**What is expected:** Copy the records from their start through the line containing "top-left (535, 0), bottom-right (640, 426)", inclusive, swapping "beige" for "cream" and keeping everything else the same. Leave the pictures out of your answer.

**Items from a data source:**
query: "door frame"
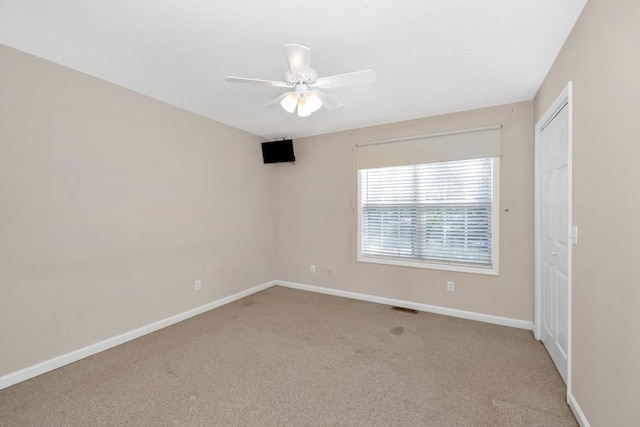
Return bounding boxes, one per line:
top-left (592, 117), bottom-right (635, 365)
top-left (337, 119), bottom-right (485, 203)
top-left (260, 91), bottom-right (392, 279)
top-left (533, 82), bottom-right (577, 401)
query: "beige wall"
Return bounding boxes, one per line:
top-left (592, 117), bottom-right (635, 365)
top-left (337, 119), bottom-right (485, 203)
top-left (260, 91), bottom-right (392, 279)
top-left (275, 102), bottom-right (533, 321)
top-left (0, 46), bottom-right (276, 376)
top-left (535, 0), bottom-right (640, 426)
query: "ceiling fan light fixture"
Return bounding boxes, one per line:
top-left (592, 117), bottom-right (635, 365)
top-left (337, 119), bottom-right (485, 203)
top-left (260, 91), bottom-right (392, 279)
top-left (280, 92), bottom-right (300, 113)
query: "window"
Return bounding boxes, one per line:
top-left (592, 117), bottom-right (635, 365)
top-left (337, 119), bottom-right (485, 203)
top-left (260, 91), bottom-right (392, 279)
top-left (358, 125), bottom-right (499, 275)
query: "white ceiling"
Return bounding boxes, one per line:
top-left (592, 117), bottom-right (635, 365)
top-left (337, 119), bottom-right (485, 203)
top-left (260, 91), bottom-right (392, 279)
top-left (0, 0), bottom-right (587, 138)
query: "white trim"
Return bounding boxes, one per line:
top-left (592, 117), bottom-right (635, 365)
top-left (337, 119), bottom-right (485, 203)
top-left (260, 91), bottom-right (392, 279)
top-left (0, 281), bottom-right (275, 390)
top-left (274, 280), bottom-right (533, 330)
top-left (567, 393), bottom-right (591, 427)
top-left (0, 280), bottom-right (536, 392)
top-left (356, 125), bottom-right (502, 147)
top-left (533, 82), bottom-right (577, 392)
top-left (356, 157), bottom-right (502, 276)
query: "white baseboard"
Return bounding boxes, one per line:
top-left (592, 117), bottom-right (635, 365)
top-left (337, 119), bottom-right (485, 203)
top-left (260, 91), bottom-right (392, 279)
top-left (274, 280), bottom-right (533, 330)
top-left (0, 281), bottom-right (276, 390)
top-left (567, 392), bottom-right (591, 427)
top-left (0, 280), bottom-right (532, 392)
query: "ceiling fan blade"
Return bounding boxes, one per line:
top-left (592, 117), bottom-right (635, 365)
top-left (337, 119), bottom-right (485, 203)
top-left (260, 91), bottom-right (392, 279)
top-left (224, 76), bottom-right (293, 87)
top-left (284, 44), bottom-right (311, 82)
top-left (316, 70), bottom-right (376, 89)
top-left (264, 92), bottom-right (290, 108)
top-left (311, 89), bottom-right (343, 110)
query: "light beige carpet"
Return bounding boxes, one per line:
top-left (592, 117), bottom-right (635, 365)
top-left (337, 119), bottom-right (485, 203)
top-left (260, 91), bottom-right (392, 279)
top-left (0, 287), bottom-right (577, 427)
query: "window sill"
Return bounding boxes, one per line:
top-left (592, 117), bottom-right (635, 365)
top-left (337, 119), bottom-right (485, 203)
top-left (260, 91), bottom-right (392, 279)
top-left (358, 254), bottom-right (499, 276)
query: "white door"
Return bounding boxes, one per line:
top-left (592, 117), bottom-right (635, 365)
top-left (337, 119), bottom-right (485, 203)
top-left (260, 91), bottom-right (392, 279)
top-left (539, 104), bottom-right (571, 383)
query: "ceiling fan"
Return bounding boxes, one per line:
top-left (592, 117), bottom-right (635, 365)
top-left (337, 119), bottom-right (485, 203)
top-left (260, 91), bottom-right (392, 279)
top-left (225, 44), bottom-right (376, 117)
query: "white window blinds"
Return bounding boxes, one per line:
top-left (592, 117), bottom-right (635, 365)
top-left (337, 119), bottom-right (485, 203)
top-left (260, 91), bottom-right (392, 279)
top-left (358, 126), bottom-right (501, 274)
top-left (358, 126), bottom-right (501, 169)
top-left (360, 159), bottom-right (493, 266)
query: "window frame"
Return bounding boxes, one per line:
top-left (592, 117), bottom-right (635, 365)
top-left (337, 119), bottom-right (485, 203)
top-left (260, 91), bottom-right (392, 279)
top-left (356, 157), bottom-right (500, 276)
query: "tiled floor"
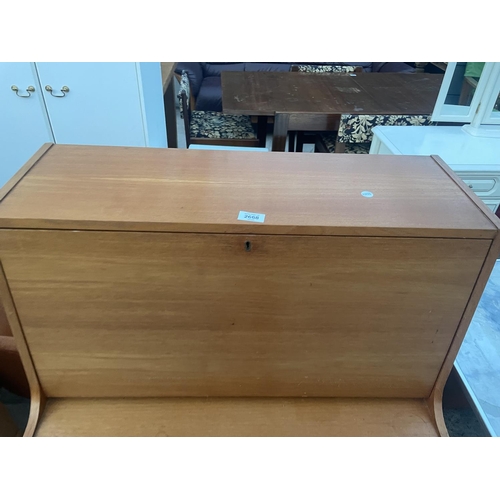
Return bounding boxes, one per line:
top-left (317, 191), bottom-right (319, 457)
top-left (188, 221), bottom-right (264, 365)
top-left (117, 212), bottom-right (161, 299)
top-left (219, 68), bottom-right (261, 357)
top-left (456, 260), bottom-right (500, 436)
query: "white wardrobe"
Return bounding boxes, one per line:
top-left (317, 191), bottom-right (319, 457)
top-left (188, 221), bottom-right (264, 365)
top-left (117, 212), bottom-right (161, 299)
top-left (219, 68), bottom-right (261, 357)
top-left (0, 62), bottom-right (167, 187)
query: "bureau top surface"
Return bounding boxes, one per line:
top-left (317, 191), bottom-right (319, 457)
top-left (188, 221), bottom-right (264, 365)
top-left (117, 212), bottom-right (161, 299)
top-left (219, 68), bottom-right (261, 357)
top-left (0, 145), bottom-right (497, 238)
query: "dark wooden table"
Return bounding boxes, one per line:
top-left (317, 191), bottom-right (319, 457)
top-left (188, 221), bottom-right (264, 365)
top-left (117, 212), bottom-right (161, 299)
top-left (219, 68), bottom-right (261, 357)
top-left (161, 62), bottom-right (177, 148)
top-left (222, 71), bottom-right (443, 148)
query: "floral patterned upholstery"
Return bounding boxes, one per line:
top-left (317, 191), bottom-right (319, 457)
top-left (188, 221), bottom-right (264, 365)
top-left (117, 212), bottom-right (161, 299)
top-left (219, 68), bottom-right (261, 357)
top-left (320, 132), bottom-right (371, 154)
top-left (320, 114), bottom-right (432, 154)
top-left (177, 71), bottom-right (257, 142)
top-left (296, 64), bottom-right (356, 73)
top-left (337, 115), bottom-right (431, 143)
top-left (190, 111), bottom-right (257, 139)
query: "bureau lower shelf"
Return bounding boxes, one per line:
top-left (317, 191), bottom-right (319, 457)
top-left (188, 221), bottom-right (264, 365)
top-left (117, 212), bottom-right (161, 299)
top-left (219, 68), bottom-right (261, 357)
top-left (36, 398), bottom-right (440, 436)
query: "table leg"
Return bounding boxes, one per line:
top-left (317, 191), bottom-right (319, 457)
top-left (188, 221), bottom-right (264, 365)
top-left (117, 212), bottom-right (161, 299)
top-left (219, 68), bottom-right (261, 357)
top-left (257, 116), bottom-right (267, 148)
top-left (163, 78), bottom-right (177, 148)
top-left (272, 113), bottom-right (290, 151)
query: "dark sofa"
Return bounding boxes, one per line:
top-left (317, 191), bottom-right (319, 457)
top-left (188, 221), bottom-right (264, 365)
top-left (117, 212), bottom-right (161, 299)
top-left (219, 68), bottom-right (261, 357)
top-left (175, 62), bottom-right (415, 111)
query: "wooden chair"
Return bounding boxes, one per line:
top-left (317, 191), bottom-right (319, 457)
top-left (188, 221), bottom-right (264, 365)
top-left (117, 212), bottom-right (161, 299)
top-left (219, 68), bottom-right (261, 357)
top-left (288, 64), bottom-right (363, 153)
top-left (288, 64), bottom-right (363, 153)
top-left (316, 114), bottom-right (433, 154)
top-left (177, 72), bottom-right (259, 148)
top-left (272, 113), bottom-right (339, 151)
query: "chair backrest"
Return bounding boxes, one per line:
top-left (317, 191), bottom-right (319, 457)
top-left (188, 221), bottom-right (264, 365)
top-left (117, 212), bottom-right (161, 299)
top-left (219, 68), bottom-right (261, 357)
top-left (290, 64), bottom-right (363, 73)
top-left (337, 114), bottom-right (432, 144)
top-left (272, 113), bottom-right (340, 151)
top-left (177, 71), bottom-right (191, 148)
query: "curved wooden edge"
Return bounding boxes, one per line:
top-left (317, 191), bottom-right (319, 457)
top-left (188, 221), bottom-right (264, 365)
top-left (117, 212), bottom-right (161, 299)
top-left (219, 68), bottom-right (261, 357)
top-left (429, 231), bottom-right (500, 406)
top-left (0, 142), bottom-right (54, 201)
top-left (427, 389), bottom-right (450, 437)
top-left (0, 262), bottom-right (45, 437)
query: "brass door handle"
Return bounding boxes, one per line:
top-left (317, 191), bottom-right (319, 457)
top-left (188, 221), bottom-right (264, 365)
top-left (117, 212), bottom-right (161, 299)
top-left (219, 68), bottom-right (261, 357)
top-left (45, 85), bottom-right (69, 97)
top-left (11, 85), bottom-right (35, 97)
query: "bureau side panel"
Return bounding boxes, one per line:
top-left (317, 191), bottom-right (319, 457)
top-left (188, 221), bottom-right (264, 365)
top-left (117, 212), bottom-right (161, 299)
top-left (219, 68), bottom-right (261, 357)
top-left (0, 230), bottom-right (491, 398)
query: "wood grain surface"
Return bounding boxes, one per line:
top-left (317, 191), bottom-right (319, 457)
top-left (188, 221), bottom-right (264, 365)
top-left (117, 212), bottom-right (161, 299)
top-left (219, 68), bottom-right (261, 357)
top-left (221, 71), bottom-right (443, 116)
top-left (0, 230), bottom-right (490, 398)
top-left (37, 398), bottom-right (438, 437)
top-left (0, 145), bottom-right (497, 239)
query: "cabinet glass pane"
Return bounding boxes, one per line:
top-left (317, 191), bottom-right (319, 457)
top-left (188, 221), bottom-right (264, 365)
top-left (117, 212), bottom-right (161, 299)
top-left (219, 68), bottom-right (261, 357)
top-left (432, 62), bottom-right (491, 123)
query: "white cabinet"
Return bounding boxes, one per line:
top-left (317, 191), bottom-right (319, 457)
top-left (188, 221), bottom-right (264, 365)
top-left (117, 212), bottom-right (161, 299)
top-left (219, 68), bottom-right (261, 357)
top-left (0, 62), bottom-right (167, 186)
top-left (370, 126), bottom-right (500, 212)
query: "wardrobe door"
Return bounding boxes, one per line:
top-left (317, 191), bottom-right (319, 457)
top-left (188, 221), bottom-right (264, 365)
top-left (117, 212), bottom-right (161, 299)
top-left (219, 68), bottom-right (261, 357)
top-left (0, 62), bottom-right (54, 187)
top-left (36, 63), bottom-right (146, 146)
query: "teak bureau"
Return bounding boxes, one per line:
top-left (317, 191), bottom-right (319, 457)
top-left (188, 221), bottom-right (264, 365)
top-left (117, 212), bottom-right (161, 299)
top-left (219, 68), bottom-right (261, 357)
top-left (0, 145), bottom-right (500, 436)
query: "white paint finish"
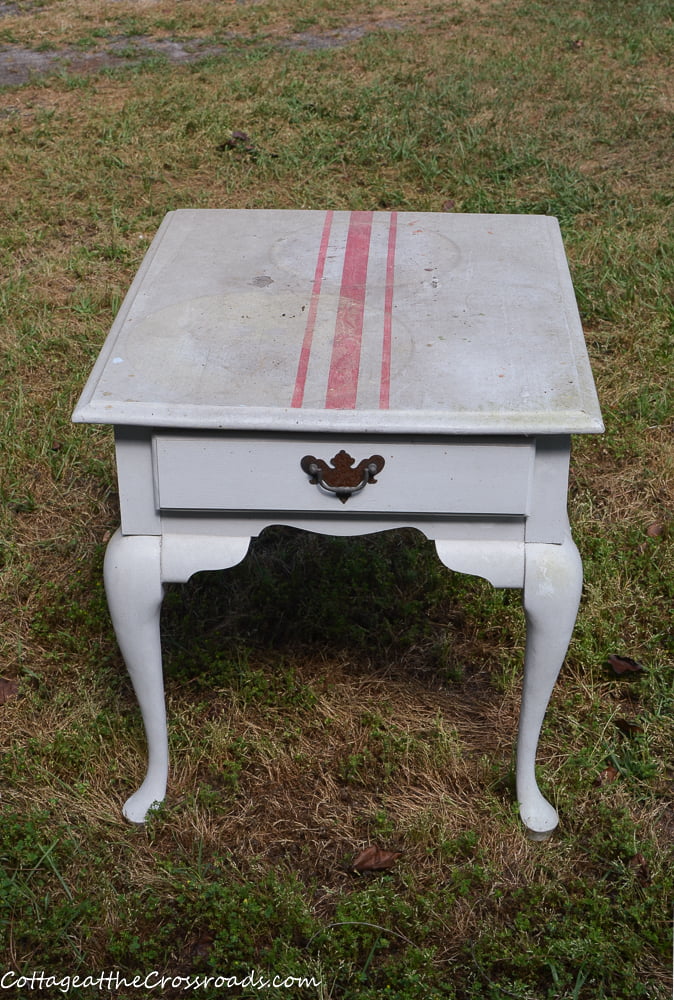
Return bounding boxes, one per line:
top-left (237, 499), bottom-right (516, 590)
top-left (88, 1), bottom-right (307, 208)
top-left (115, 427), bottom-right (161, 535)
top-left (156, 512), bottom-right (525, 543)
top-left (73, 210), bottom-right (602, 434)
top-left (74, 211), bottom-right (602, 837)
top-left (154, 434), bottom-right (534, 517)
top-left (161, 529), bottom-right (250, 583)
top-left (435, 540), bottom-right (524, 587)
top-left (103, 530), bottom-right (168, 823)
top-left (516, 530), bottom-right (583, 840)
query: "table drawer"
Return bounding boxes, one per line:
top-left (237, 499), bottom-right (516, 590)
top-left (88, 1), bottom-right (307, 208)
top-left (153, 432), bottom-right (535, 516)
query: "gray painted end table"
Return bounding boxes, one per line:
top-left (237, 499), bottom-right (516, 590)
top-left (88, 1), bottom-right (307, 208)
top-left (73, 210), bottom-right (603, 837)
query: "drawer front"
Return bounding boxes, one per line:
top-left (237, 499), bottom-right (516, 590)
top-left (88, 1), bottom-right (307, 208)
top-left (153, 432), bottom-right (535, 516)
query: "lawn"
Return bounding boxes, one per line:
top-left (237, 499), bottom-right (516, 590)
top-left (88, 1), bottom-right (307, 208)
top-left (0, 0), bottom-right (674, 1000)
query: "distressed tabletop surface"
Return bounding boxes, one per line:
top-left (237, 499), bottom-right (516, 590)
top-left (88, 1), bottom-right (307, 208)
top-left (73, 209), bottom-right (603, 434)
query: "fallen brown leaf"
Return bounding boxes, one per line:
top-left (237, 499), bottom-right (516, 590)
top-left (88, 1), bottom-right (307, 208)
top-left (351, 844), bottom-right (403, 872)
top-left (0, 680), bottom-right (19, 705)
top-left (607, 653), bottom-right (645, 677)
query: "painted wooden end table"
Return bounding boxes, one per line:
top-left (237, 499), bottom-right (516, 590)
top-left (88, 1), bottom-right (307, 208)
top-left (73, 210), bottom-right (603, 838)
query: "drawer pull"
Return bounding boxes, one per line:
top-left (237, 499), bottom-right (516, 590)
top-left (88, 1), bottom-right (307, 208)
top-left (300, 449), bottom-right (384, 503)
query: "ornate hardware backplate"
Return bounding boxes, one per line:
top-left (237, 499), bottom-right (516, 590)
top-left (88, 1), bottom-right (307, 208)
top-left (300, 449), bottom-right (385, 503)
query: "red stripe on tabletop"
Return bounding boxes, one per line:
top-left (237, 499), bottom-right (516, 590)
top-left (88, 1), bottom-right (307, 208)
top-left (379, 212), bottom-right (398, 410)
top-left (325, 212), bottom-right (373, 410)
top-left (290, 212), bottom-right (333, 406)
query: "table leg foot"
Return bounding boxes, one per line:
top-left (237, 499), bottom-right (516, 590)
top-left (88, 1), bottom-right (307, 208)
top-left (517, 534), bottom-right (583, 840)
top-left (103, 531), bottom-right (168, 823)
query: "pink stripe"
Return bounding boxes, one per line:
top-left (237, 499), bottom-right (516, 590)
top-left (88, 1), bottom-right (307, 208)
top-left (379, 212), bottom-right (398, 410)
top-left (290, 212), bottom-right (333, 406)
top-left (325, 212), bottom-right (373, 410)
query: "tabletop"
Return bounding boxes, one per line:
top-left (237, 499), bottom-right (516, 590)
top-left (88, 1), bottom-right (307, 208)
top-left (73, 209), bottom-right (603, 434)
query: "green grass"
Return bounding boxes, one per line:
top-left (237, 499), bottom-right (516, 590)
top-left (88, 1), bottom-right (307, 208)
top-left (0, 0), bottom-right (674, 1000)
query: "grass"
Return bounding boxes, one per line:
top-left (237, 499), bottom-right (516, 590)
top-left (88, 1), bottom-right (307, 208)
top-left (0, 0), bottom-right (674, 1000)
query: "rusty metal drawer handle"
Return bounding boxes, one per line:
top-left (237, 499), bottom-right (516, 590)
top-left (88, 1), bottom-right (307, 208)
top-left (300, 449), bottom-right (385, 503)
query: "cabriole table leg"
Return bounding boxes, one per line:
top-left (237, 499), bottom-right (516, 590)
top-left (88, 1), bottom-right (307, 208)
top-left (103, 530), bottom-right (168, 823)
top-left (517, 533), bottom-right (583, 840)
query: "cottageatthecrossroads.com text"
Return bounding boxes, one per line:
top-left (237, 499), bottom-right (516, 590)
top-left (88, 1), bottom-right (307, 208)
top-left (0, 970), bottom-right (321, 994)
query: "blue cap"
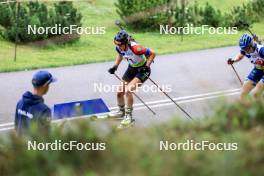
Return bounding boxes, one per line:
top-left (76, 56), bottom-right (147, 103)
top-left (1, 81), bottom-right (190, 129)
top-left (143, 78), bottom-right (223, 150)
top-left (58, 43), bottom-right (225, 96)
top-left (32, 70), bottom-right (57, 87)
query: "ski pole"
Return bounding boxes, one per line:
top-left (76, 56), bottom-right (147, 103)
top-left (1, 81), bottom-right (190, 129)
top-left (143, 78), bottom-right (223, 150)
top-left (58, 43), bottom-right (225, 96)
top-left (230, 59), bottom-right (243, 85)
top-left (114, 73), bottom-right (156, 115)
top-left (148, 78), bottom-right (193, 120)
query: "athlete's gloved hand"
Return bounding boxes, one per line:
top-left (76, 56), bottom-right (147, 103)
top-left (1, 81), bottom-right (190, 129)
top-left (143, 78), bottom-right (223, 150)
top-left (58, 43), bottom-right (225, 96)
top-left (108, 65), bottom-right (118, 74)
top-left (255, 59), bottom-right (264, 66)
top-left (138, 66), bottom-right (151, 73)
top-left (227, 58), bottom-right (235, 65)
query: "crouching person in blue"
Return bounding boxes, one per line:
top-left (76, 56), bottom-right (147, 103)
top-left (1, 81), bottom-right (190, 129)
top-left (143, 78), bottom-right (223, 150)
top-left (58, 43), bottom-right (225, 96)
top-left (15, 71), bottom-right (56, 135)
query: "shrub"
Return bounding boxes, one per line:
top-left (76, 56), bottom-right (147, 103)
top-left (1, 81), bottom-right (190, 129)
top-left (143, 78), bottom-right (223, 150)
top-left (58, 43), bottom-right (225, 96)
top-left (0, 1), bottom-right (82, 43)
top-left (115, 0), bottom-right (173, 30)
top-left (116, 0), bottom-right (264, 31)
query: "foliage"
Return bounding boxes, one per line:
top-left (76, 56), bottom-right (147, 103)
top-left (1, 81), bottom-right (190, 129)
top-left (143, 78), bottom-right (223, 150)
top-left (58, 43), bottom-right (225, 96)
top-left (0, 1), bottom-right (81, 43)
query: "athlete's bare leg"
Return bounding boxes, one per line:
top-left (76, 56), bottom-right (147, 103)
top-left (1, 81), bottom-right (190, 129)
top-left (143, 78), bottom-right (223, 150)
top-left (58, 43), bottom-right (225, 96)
top-left (126, 78), bottom-right (142, 108)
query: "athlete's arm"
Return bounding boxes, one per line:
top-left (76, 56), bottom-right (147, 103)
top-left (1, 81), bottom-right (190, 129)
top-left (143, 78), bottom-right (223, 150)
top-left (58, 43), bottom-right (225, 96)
top-left (233, 53), bottom-right (245, 62)
top-left (108, 54), bottom-right (123, 74)
top-left (146, 50), bottom-right (156, 67)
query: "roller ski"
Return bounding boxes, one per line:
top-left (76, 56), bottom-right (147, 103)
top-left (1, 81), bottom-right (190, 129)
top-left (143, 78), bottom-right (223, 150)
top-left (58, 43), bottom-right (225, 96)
top-left (117, 110), bottom-right (135, 129)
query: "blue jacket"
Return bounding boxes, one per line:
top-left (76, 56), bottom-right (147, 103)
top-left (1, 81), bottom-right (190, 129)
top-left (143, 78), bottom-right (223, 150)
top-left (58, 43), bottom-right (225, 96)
top-left (15, 92), bottom-right (51, 135)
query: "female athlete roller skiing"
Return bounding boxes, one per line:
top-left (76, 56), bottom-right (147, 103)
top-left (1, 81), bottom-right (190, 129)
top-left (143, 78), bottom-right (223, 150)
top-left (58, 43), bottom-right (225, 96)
top-left (108, 30), bottom-right (155, 126)
top-left (227, 34), bottom-right (264, 100)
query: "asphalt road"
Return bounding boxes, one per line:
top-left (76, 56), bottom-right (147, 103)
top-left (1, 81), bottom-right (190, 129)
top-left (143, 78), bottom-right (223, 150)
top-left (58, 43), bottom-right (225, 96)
top-left (0, 47), bottom-right (252, 128)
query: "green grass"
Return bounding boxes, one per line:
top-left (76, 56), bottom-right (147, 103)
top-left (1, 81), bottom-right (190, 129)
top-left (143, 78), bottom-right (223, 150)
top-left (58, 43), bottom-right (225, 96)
top-left (0, 0), bottom-right (264, 72)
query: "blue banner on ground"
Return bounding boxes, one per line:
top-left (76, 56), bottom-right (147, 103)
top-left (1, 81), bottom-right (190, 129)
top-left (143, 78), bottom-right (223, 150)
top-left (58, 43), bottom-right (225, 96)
top-left (53, 98), bottom-right (110, 119)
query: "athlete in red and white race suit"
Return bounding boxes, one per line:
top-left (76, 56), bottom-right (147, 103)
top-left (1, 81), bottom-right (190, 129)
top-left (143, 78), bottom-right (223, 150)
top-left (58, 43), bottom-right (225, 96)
top-left (227, 34), bottom-right (264, 100)
top-left (108, 30), bottom-right (155, 125)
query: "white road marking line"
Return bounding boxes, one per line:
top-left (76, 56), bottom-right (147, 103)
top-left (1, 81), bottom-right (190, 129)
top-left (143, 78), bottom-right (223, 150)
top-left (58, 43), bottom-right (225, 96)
top-left (0, 89), bottom-right (240, 131)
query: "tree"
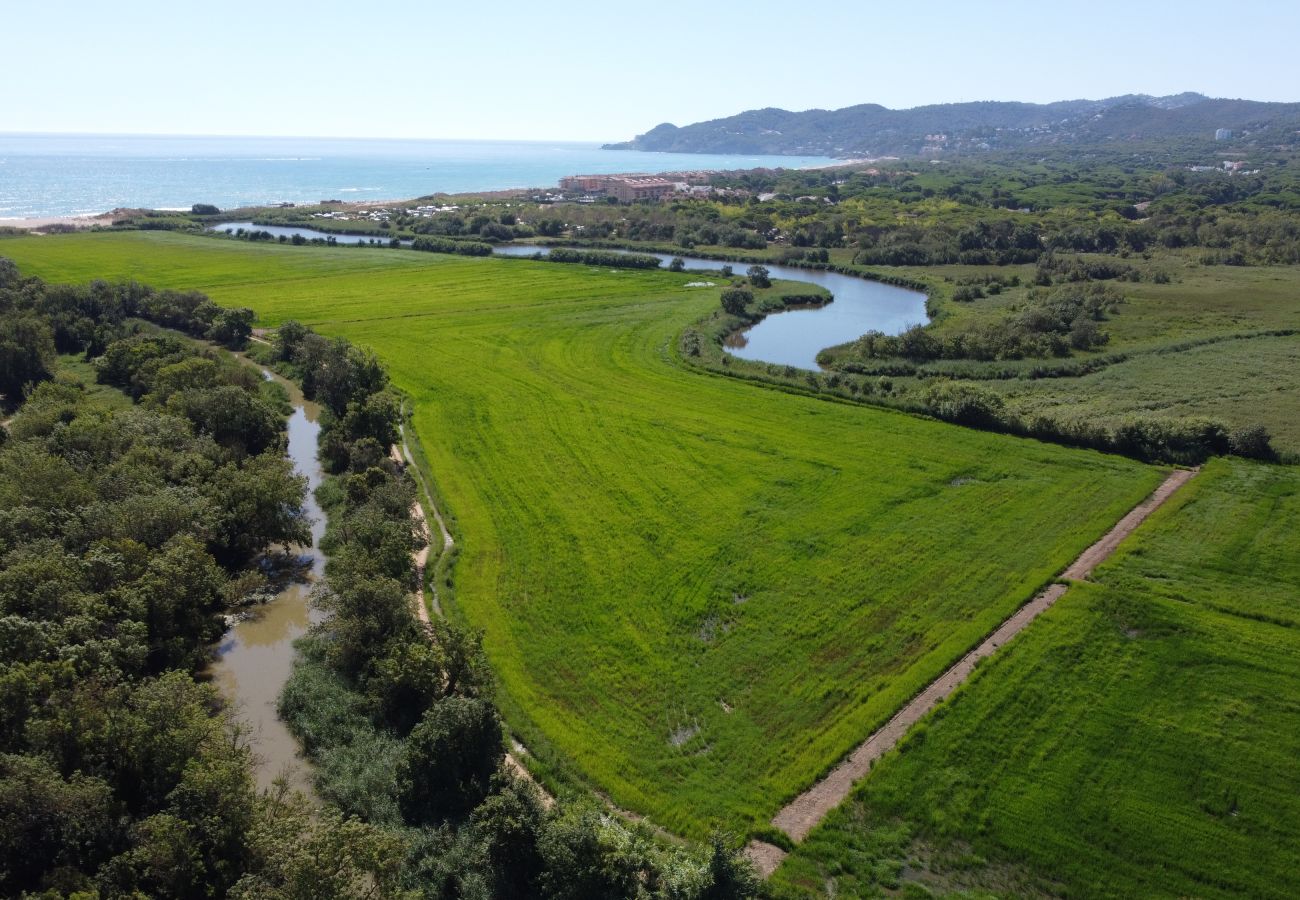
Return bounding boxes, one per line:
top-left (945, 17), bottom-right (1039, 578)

**Solved problem:**
query: "door frame"
Return bounding boxes, one per line:
top-left (592, 117), bottom-right (635, 365)
top-left (337, 119), bottom-right (485, 203)
top-left (260, 91), bottom-right (392, 279)
top-left (533, 82), bottom-right (577, 401)
query: "cream wall"
Return bounding boxes, one per line:
top-left (592, 117), bottom-right (635, 365)
top-left (337, 119), bottom-right (485, 203)
top-left (260, 91), bottom-right (392, 279)
top-left (275, 102), bottom-right (533, 321)
top-left (0, 46), bottom-right (276, 376)
top-left (535, 0), bottom-right (640, 426)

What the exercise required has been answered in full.